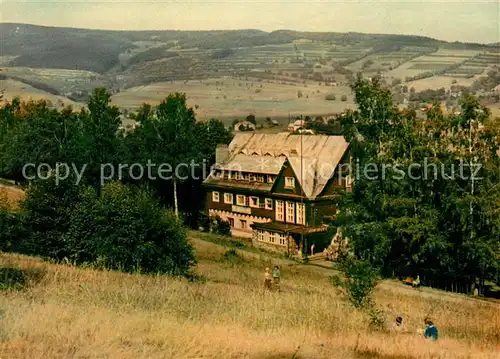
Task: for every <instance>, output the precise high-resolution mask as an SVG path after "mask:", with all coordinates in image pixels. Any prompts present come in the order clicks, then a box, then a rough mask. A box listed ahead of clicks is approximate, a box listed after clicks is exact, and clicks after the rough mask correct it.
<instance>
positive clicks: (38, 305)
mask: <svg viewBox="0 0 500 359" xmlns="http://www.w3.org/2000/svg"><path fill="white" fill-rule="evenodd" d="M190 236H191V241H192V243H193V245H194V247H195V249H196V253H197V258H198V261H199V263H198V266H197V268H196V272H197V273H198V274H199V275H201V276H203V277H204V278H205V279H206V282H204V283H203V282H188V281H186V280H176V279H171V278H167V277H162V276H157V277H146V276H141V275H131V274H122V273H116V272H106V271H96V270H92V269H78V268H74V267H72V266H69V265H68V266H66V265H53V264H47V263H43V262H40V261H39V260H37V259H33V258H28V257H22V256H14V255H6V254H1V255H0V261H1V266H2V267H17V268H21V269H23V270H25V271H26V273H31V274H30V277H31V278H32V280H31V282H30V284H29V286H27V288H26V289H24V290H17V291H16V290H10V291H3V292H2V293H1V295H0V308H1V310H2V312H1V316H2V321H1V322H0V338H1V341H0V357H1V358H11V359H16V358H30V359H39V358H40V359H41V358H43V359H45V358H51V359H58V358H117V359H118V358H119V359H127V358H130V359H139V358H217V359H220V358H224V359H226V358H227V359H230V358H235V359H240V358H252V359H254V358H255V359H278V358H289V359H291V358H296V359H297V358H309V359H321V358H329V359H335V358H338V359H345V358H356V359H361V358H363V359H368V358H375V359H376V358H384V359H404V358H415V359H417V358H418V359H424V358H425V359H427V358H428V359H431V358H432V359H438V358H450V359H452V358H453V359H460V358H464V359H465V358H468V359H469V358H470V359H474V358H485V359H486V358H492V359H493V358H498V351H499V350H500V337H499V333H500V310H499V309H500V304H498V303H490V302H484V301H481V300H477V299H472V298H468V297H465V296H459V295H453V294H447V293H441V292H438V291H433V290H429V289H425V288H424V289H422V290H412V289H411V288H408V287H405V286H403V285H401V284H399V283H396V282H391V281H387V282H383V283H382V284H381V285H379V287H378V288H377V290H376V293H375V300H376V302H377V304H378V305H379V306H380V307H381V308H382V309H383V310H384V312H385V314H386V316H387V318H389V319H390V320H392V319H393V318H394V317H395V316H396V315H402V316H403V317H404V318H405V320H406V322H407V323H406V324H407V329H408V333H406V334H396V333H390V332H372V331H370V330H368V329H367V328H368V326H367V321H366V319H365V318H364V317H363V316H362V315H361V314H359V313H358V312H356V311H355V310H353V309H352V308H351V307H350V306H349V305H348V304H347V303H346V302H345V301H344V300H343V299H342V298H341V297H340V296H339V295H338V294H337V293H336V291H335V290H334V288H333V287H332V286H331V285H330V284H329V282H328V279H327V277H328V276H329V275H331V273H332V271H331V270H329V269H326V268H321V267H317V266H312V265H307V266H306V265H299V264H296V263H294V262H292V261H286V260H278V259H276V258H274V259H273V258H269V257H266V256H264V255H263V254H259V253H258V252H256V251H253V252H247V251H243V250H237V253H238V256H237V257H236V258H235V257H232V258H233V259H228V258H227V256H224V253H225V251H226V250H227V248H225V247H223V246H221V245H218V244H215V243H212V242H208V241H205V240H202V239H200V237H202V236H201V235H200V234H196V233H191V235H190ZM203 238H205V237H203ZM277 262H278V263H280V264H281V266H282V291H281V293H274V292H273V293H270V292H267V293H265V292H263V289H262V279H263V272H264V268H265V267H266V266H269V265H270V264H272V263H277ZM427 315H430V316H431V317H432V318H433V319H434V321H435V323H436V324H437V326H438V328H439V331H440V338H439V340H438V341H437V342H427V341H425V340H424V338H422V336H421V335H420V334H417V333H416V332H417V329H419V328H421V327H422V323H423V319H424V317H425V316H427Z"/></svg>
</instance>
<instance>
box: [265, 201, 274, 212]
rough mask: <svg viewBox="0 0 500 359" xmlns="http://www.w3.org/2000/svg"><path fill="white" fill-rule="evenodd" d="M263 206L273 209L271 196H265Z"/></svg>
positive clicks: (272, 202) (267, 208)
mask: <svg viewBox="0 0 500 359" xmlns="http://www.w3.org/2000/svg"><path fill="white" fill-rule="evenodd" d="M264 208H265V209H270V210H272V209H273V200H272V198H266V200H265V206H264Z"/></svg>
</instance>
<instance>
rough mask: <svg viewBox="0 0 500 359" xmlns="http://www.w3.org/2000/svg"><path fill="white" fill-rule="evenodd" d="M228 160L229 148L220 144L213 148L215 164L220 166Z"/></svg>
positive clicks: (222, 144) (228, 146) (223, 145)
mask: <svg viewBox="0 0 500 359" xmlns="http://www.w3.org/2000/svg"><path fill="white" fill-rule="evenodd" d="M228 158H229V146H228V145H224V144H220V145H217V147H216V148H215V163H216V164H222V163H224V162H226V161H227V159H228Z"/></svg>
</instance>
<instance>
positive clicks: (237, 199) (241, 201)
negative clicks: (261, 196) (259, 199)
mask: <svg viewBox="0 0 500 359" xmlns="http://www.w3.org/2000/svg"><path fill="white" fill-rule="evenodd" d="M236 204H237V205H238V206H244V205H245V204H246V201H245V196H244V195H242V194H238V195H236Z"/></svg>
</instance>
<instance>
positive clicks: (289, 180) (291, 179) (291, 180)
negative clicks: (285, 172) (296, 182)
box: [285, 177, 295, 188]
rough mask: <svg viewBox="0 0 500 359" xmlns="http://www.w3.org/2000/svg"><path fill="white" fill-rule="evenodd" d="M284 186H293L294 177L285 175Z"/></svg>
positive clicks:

Your task
The expected result is a copy of each line in the records where "rough" appears.

Exercise output
Task: for every <instance>, output the precise high-resolution mask as an SVG path after "mask:", with all coordinates in image pixels. Any prompts present come in the order clicks, then a box, then a rough mask. A box listed ahead of clicks is approximate, a box listed after clicks is exact, and clicks after the rough mask correct it.
rough mask: <svg viewBox="0 0 500 359" xmlns="http://www.w3.org/2000/svg"><path fill="white" fill-rule="evenodd" d="M263 206L273 209L271 196H265Z"/></svg>
rough mask: <svg viewBox="0 0 500 359" xmlns="http://www.w3.org/2000/svg"><path fill="white" fill-rule="evenodd" d="M228 160L229 148L220 144L213 148L215 164L220 166Z"/></svg>
rough mask: <svg viewBox="0 0 500 359" xmlns="http://www.w3.org/2000/svg"><path fill="white" fill-rule="evenodd" d="M284 186H293L294 177L285 175Z"/></svg>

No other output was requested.